Excerpt provided.
Estate planning is supposed to provide peace of mind. With a detailed estate plan, our clients know exactly who will receive what when they die.

However, will contests are always a possibility. Disappointed heirs could allege that you lacked capacity or were coerced into signing your will. They might bring a lawsuit to have the will set aside or, barring that, intimidating other heirs to giving them money to dismiss the lawsuit.

There is no 100%, surefire way to avoid a will contest. But as experienced estate planning lawyers in The Villages, we recommend the following tips to minimize the chances of one occurring. Contact us for more information if you are drafting an estate plan.

Hire an Experienced Estate Planning Attorney in The Villages

Our firm knows how to draft wills so that there is no appearance of undue influence. We will fully document that you have the capacity to make your estate plan, which will insulate it from a legal challenge by a disappointed heir.

If you choose to use a “do-it-yourself” estate planning kit that you find online, then you lose these protections. For example, we can select appropriate people to witness you sign your will who can testify that you were of sound mind. We might also choose to record the signing and to interview you to show that you have capacity. This type of evidence is highly effective at fighting off will contests.

Use Other Legal Vehicles

Many clients use revocable trusts as part of their estate plan. They sign assets over to the trust and create instructions for who will receive the property at death. Admittedly, an heir can also challenge a trust, but it is harder for them to know what is in it. They also need to choose the correct forum to file.

We can also use payable on death accounts and other vehicles to transfer assets when you die. For example, you might create joint ownership with the right of survivorship for a bank account. Since these assets pass outside probate, heirs might not even know they exist.

Data excerpts.
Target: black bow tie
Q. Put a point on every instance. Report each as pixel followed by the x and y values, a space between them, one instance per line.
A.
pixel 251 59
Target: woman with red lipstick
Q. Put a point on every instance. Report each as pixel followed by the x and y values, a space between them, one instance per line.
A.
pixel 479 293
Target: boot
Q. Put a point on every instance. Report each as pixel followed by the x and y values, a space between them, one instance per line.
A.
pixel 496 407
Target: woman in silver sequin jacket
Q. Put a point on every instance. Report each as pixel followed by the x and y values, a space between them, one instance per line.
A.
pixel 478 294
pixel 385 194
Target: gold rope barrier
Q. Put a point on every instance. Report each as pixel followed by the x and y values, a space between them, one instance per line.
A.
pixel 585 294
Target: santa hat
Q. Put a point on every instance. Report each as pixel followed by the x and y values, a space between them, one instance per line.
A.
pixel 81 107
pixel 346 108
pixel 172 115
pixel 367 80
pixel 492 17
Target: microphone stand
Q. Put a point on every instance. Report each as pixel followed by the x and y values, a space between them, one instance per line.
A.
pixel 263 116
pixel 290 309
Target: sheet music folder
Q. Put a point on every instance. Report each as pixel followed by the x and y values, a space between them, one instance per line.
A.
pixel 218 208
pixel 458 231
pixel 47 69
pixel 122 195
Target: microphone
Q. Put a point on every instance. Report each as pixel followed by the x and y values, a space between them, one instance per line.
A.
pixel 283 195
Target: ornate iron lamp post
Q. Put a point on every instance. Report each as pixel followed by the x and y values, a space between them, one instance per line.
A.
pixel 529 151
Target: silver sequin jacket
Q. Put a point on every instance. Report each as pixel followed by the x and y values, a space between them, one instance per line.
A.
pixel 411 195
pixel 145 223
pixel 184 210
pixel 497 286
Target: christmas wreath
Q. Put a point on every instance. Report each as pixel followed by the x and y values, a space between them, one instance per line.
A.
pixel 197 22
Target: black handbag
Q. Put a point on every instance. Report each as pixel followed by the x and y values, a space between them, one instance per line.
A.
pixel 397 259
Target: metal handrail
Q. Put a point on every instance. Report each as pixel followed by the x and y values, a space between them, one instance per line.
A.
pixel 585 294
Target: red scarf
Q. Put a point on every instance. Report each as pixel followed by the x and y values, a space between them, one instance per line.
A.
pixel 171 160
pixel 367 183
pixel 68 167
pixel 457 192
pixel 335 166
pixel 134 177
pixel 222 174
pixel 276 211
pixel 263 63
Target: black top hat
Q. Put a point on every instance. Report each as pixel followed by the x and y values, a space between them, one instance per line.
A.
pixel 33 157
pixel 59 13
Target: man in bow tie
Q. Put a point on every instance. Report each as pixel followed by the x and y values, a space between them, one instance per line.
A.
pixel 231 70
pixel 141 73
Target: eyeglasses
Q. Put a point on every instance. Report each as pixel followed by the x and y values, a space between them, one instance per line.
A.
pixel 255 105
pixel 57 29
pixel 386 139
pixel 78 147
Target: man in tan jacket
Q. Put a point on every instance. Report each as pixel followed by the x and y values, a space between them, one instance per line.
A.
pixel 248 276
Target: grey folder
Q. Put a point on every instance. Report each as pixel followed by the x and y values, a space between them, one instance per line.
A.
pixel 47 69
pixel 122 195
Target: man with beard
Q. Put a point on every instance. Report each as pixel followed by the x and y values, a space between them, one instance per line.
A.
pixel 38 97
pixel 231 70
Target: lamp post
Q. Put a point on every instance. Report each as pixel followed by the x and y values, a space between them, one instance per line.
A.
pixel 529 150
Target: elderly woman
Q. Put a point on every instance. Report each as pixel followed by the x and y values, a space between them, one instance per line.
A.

Problems to solve.
1/ Quote the excerpt on will contests word for word, from "Many clients use" up to and including "know they exist.".
2/ Name every way of passing assets at death that the excerpt on will contests mentions under the heading "Use Other Legal Vehicles."
3/ Write the next part of the excerpt on will contests, beginning after its final sentence.

Per-task answers.
1/
Many clients use revocable trusts as part of their estate plan. They sign assets over to the trust and create instructions for who will receive the property at death. Admittedly, an heir can also challenge a trust, but it is harder for them to know what is in it. They also need to choose the correct forum to file.

We can also use payable on death accounts and other vehicles to transfer assets when you die. For example, you might create joint ownership with the right of survivorship for a bank account. Since these assets pass outside probate, heirs might not even know they exist.

2/
- Revocable trusts
- Payable on death accounts
- Joint ownership with the right of survivorship for a bank account

3/
Avoid Relying on “No Contest” Clauses

This type of clause states that an heir will forfeit any right to inherit if they challenge a will. However, Florida’s legislature has made them illegal. Fla. Stat. §732.517 states that they are unenforceable when included in a will, and §736.1108 makes them unenforceable in a trust.

This is one reason why it is critical to work with a Florida attorney when creating an estate plan. DIY kits often include these clauses because they are legal in most states, but they provide a false sense of security to Floridians.

Explain Your Reasoning

You might take some of the “sting” out of being left few assets by explaining your decision-making process. You can do this in your will itself or in a letter that you send to your children and other heirs. For example, you might have a special-needs child who you think needs more assets after you are gone. You can explain this in a letter. True, some heirs might still be angry, but they might think twice before launching an expensive and time-consuming will contest.

Give Us a Call

Millhorn Elder Law Planning Group has helped hundreds of people create estate plans. We can also revise any plan to reflect your current needs. For assistance, please call us to schedule a free consultation at 800-743-9732.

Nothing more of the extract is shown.